*REQUIREMENT:* For each line of the data that includes the word "below", copy the line.

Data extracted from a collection
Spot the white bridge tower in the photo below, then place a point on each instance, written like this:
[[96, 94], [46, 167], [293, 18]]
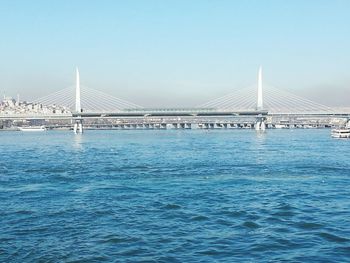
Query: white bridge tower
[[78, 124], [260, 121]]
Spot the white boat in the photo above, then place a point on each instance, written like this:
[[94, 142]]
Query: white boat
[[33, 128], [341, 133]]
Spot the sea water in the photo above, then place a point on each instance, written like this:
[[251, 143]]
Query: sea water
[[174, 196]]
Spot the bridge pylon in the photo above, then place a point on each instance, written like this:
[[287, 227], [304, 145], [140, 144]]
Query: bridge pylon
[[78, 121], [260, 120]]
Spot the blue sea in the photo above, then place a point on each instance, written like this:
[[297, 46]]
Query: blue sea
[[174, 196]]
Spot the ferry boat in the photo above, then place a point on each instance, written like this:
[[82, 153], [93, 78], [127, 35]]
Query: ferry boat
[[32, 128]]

---

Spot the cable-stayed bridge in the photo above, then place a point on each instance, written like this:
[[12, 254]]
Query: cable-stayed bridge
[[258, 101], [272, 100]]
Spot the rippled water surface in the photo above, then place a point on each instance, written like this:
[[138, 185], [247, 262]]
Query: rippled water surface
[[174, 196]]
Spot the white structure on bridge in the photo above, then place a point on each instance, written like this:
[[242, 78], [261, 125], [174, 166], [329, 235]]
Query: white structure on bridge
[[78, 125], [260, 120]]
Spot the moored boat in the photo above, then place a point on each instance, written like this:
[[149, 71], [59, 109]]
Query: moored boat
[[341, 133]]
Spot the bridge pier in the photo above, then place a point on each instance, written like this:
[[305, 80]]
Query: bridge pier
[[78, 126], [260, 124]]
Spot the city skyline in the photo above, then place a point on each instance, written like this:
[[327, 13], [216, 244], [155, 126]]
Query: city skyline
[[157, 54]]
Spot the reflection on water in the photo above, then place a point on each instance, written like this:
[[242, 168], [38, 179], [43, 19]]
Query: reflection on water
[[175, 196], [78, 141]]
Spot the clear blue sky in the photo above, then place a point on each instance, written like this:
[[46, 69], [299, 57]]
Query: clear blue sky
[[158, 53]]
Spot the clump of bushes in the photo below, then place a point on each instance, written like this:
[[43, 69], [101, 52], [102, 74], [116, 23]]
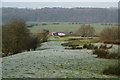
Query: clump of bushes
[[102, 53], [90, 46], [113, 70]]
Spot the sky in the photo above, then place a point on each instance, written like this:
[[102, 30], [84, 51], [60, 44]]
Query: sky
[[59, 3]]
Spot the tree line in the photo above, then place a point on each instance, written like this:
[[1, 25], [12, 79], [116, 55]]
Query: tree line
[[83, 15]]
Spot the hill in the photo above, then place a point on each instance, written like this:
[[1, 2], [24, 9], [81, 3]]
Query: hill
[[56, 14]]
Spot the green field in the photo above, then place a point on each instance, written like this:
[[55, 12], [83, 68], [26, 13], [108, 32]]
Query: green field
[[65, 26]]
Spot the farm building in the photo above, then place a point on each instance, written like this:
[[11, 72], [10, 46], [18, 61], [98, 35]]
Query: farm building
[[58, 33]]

*OUTPUT:*
Spot the white bridge tower in the photo below, then place a point on each instance, written like this:
Spot the clump of bushes in the photo below, then place a point on each instance, written like this:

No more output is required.